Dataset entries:
++++++++++++++++++++
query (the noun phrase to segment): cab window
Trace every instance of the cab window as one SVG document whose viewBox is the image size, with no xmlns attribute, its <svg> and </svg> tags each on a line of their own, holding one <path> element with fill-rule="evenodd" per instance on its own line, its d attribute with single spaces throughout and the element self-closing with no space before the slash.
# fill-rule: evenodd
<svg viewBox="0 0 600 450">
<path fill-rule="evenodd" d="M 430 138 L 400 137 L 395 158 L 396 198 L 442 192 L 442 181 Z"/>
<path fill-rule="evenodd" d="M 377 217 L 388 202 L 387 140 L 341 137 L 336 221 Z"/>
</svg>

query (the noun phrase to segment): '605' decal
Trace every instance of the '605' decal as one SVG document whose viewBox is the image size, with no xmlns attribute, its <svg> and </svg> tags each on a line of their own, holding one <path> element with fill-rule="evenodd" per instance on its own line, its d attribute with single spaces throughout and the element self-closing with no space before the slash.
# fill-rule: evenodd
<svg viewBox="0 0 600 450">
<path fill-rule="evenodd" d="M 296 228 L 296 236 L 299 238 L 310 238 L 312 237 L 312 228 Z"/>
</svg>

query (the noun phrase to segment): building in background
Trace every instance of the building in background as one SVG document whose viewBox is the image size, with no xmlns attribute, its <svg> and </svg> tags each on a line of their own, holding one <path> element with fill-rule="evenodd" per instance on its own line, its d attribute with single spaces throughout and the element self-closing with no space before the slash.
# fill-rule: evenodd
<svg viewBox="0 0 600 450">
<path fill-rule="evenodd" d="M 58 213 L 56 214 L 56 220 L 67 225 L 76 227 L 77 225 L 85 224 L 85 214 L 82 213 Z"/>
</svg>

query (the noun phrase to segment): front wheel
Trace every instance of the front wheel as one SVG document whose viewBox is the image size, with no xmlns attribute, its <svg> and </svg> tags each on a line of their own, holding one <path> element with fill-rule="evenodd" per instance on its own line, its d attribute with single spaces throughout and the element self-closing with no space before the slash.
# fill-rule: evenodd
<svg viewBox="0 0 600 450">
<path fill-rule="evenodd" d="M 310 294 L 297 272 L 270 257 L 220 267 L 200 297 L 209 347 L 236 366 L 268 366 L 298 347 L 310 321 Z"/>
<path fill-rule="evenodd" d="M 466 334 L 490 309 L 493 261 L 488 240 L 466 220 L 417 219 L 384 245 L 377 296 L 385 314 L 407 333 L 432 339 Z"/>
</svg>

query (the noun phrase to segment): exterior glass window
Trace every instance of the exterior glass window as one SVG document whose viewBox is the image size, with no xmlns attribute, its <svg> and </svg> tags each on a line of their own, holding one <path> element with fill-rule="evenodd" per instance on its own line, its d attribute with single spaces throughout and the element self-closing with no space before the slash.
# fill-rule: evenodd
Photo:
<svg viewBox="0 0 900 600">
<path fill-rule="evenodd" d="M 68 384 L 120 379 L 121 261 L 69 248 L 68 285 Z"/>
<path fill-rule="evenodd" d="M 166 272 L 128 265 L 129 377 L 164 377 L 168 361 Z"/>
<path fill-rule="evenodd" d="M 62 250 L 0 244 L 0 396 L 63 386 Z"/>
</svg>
++++++++++++++++++++
Pull from the data each line where the string "spaces" turns up.

[Response for this exercise]
Trace every instance of the cab window as one SVG document whose viewBox is the image size, with no xmlns attribute, its <svg> and </svg> tags each on a line of their own, holding one <path> element with fill-rule="evenodd" per instance on its own line, its d attribute with single spaces throughout and the element self-closing with no space before the slash.
Trace every instance of the '605' decal as one SVG document whose viewBox is the image size, with no xmlns attribute, its <svg> and </svg> tags each on a line of their own, holding one <path> element with fill-rule="evenodd" per instance on its own line, its d attribute with single spaces throughout and the element self-closing with no space before the slash.
Trace every instance of the building in background as one SVG document whose viewBox is the image size, with no xmlns attribute, its <svg> and </svg> tags each on a line of their own, holding one <path> element with fill-rule="evenodd" per instance on its own line, its d attribute with single spaces throughout and the element self-closing with no space before the slash.
Trace every instance of the front wheel as one SVG document whose viewBox is the image size, with no xmlns attribute, its <svg> and </svg> tags each on a line of their own, holding one <path> element with fill-rule="evenodd" per instance on its own line, its d attribute with single spaces throughout and the element self-closing with no space before the slash.
Trace every instance of the exterior glass window as one SVG document whose viewBox is the image size, with no xmlns attribute, its <svg> and </svg> tags each on a line of their own, holding one <path> element with fill-rule="evenodd" per instance on its own line, its d attribute with single spaces throughout and the element self-closing with no space before the slash.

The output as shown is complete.